§ **EXERCISE DETAILS**
How many lines of the records contain the string "stone", counting only matches with identical letter case? Reply with the number alone.

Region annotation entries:
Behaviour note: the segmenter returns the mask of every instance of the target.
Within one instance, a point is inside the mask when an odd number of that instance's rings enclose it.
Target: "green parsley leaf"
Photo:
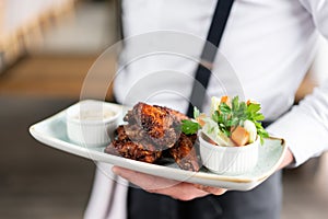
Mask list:
[[[192,120],[184,119],[181,120],[181,131],[186,135],[197,134],[201,126]]]

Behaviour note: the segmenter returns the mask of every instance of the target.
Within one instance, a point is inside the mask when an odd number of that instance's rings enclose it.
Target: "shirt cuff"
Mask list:
[[[293,153],[294,163],[288,168],[296,168],[309,158],[320,155],[327,149],[327,143],[323,141],[327,138],[327,129],[300,106],[294,106],[267,130],[270,135],[283,138]]]

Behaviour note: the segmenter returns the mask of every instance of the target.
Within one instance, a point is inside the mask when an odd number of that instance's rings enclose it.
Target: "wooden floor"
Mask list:
[[[27,129],[79,100],[94,60],[27,57],[0,76],[0,218],[82,218],[94,163],[38,143]],[[283,219],[327,218],[327,154],[284,172]]]

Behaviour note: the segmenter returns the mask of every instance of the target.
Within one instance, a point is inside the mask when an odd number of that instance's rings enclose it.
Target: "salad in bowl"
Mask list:
[[[192,120],[183,120],[185,134],[199,135],[202,164],[219,174],[243,174],[258,160],[258,147],[269,137],[261,126],[260,104],[222,96],[211,99],[209,115],[194,110]]]

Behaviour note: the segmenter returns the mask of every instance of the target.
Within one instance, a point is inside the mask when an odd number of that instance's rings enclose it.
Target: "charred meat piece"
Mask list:
[[[114,155],[121,155],[124,158],[137,161],[153,163],[161,157],[162,152],[155,150],[148,150],[150,148],[152,148],[152,146],[148,145],[145,147],[144,143],[141,145],[129,140],[114,140],[109,146],[105,148],[105,152]]]
[[[194,148],[197,136],[180,134],[183,119],[189,118],[167,107],[138,103],[126,114],[124,120],[128,124],[117,127],[115,139],[105,152],[148,163],[171,154],[180,169],[198,171]]]
[[[194,147],[197,135],[181,134],[176,145],[169,149],[171,155],[183,170],[199,171],[199,159]]]
[[[138,103],[132,111],[127,113],[125,120],[129,125],[136,125],[133,127],[134,131],[153,142],[156,148],[166,149],[173,147],[179,136],[179,130],[175,126],[176,117],[171,115],[166,107]],[[128,127],[129,130],[130,128]],[[136,134],[128,132],[128,136],[134,136]]]

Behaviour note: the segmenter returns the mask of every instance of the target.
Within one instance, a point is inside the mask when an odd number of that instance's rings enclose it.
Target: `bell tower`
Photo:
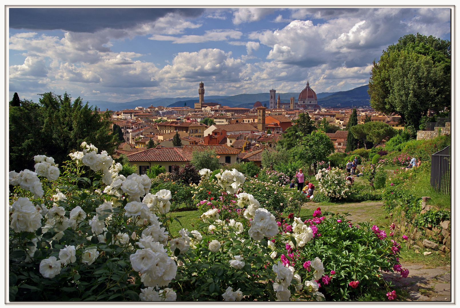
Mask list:
[[[203,83],[203,81],[200,83],[200,88],[198,88],[198,95],[200,95],[200,101],[198,102],[195,103],[195,109],[196,111],[197,110],[201,111],[201,105],[204,103],[204,84]]]
[[[265,110],[266,107],[260,106],[257,107],[257,130],[265,132]]]
[[[270,90],[270,109],[275,109],[276,104],[276,90],[271,89]]]

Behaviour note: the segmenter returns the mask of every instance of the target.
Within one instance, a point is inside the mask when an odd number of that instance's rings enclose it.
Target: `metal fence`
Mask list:
[[[430,184],[438,191],[450,193],[450,146],[431,155]]]

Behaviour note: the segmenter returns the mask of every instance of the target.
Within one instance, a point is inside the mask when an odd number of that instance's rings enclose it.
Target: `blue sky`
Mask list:
[[[84,100],[300,92],[368,83],[401,36],[450,39],[443,8],[10,8],[10,96]],[[43,18],[44,16],[53,16]]]

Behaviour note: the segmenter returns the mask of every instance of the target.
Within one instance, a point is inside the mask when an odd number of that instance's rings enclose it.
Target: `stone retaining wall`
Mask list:
[[[441,133],[439,133],[441,129]],[[417,140],[433,139],[439,136],[450,134],[450,122],[446,123],[445,127],[435,127],[434,130],[418,130],[417,131]]]
[[[432,208],[435,207],[426,204],[429,197],[423,197],[422,198],[422,211],[420,214],[423,214]],[[409,237],[409,244],[415,248],[425,247],[438,250],[448,254],[450,257],[450,221],[446,220],[441,222],[439,225],[428,225],[428,228],[418,228],[414,226],[414,220],[408,221],[406,218],[406,213],[401,212],[400,217],[394,218],[392,222],[395,223],[395,231],[401,232],[402,235],[407,235]],[[424,231],[424,232],[422,232]],[[426,236],[431,238],[435,241],[427,239],[422,239],[423,233]]]

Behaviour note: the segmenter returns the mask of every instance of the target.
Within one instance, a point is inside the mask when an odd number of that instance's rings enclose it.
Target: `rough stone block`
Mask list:
[[[447,237],[450,236],[450,232],[444,229],[441,230],[441,234],[442,234],[443,236],[444,237]]]
[[[422,244],[423,245],[424,247],[426,247],[427,248],[431,248],[434,249],[438,246],[438,244],[436,243],[433,243],[431,241],[428,241],[428,240],[424,240],[422,242]]]
[[[444,221],[441,222],[441,224],[439,224],[441,225],[441,228],[443,229],[446,229],[446,230],[449,228],[449,224],[450,224],[450,220],[444,220]]]
[[[450,284],[437,283],[434,286],[434,291],[438,294],[450,296]]]

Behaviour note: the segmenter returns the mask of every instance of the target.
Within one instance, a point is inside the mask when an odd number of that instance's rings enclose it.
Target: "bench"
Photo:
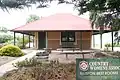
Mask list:
[[[66,55],[66,59],[68,59],[68,54],[81,54],[82,58],[85,58],[85,54],[90,54],[93,53],[93,51],[77,51],[77,52],[70,52],[70,51],[66,51],[66,52],[61,52],[60,54],[65,54]]]
[[[75,51],[75,50],[79,50],[79,48],[77,47],[77,45],[74,44],[74,42],[62,42],[57,50],[61,50],[62,52],[64,50]]]
[[[43,48],[45,52],[51,53],[52,48]]]

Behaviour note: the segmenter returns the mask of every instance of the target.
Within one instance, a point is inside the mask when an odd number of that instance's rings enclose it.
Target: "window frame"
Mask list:
[[[74,39],[73,41],[70,41],[70,35],[72,34],[72,38]],[[63,41],[63,37],[66,37],[67,40]],[[61,32],[61,42],[75,42],[75,32],[74,31],[65,31],[65,32]]]

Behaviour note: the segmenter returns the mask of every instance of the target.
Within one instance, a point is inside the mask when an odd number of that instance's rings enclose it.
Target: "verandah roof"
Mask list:
[[[55,14],[17,27],[12,31],[92,30],[89,20],[72,14]]]

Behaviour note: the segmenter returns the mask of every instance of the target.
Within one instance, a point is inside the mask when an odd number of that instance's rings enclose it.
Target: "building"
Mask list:
[[[91,48],[92,27],[89,20],[72,14],[55,14],[13,29],[34,35],[37,49],[59,47]],[[61,46],[62,45],[62,46]]]

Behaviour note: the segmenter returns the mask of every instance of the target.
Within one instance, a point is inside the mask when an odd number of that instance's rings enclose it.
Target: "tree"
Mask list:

§ **EXERCISE RESPONSE**
2